[DIRECTIVE]
Render every line of the records below as a JSON list of strings, one string per line with blank lines omitted. Leave the pictures out.

[DATA FOR THIS TASK]
>> START
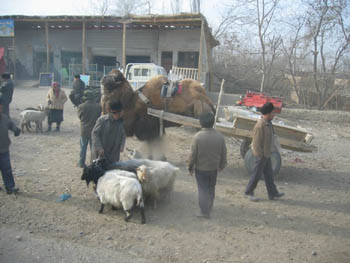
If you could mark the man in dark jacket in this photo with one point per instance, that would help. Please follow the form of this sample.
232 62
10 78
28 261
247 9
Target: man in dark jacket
6 92
108 135
76 96
89 111
207 158
5 162
262 144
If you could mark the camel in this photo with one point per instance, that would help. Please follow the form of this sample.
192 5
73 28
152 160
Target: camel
192 101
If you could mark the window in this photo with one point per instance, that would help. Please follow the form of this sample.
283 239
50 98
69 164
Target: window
188 59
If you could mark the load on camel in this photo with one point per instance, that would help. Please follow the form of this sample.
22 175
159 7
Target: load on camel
188 99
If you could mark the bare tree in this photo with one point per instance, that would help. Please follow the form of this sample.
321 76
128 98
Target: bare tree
121 7
329 32
195 6
101 7
291 46
256 17
265 10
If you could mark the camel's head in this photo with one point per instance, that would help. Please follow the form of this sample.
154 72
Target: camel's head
113 80
116 87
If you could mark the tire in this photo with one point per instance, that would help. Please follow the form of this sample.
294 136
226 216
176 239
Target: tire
276 162
244 148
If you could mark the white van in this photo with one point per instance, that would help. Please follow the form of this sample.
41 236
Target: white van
139 73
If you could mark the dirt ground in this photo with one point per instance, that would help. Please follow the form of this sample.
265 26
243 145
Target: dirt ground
310 224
>> END
[SOLUTION]
[
  "If you could mark the man in dark jacket in this photo with one point per instance, that would help. Please follow the form of this sample.",
  "232 62",
  "10 78",
  "28 261",
  "247 9",
  "Target: man in dark jacket",
  "6 92",
  "108 135",
  "76 96",
  "89 111",
  "207 158",
  "5 162",
  "262 144",
  "If you could mark the camel in this photo with one point per instance, that would help. Please follow the form of this sample.",
  "192 5",
  "73 28",
  "152 160",
  "Target: camel",
  "192 101",
  "If you could mark the window in this photo with one point per instance, that would help. Please follow the form of this sample.",
  "283 239",
  "50 98",
  "69 164",
  "Target: window",
  "188 59",
  "If you could mark the load on camel in this photo with one point per instance, that would help. Please follow the form of this sample.",
  "22 175",
  "159 7",
  "Target: load on camel",
  "188 99",
  "If you could mark the bare tree in this photo with one point per instance, that would help. Please follow the form of this sample.",
  "321 76",
  "128 98",
  "Target: bare tree",
  "121 7",
  "329 32",
  "195 6",
  "101 7",
  "291 46",
  "256 17",
  "265 10",
  "If you could mark the camel's head in this photo with one point per instance, that would help. Please follow the form of this sample.",
  "154 72",
  "Target: camel's head",
  "113 80",
  "116 87",
  "If you could mark the tire in this photo with one point per instance, that would help. Please follow the form of this sample.",
  "294 136",
  "226 216",
  "176 239",
  "Target: tire",
  "276 162",
  "244 148",
  "If you could mark the white van in this photo with one point per instance, that would help. Please follow the form of this sample.",
  "41 236",
  "Target: white van",
  "139 73",
  "If you could mark the dirt ground in this photo with one point per instance, that would help. Please follow the form of this sample.",
  "265 26",
  "243 145",
  "Target: dirt ground",
  "310 224"
]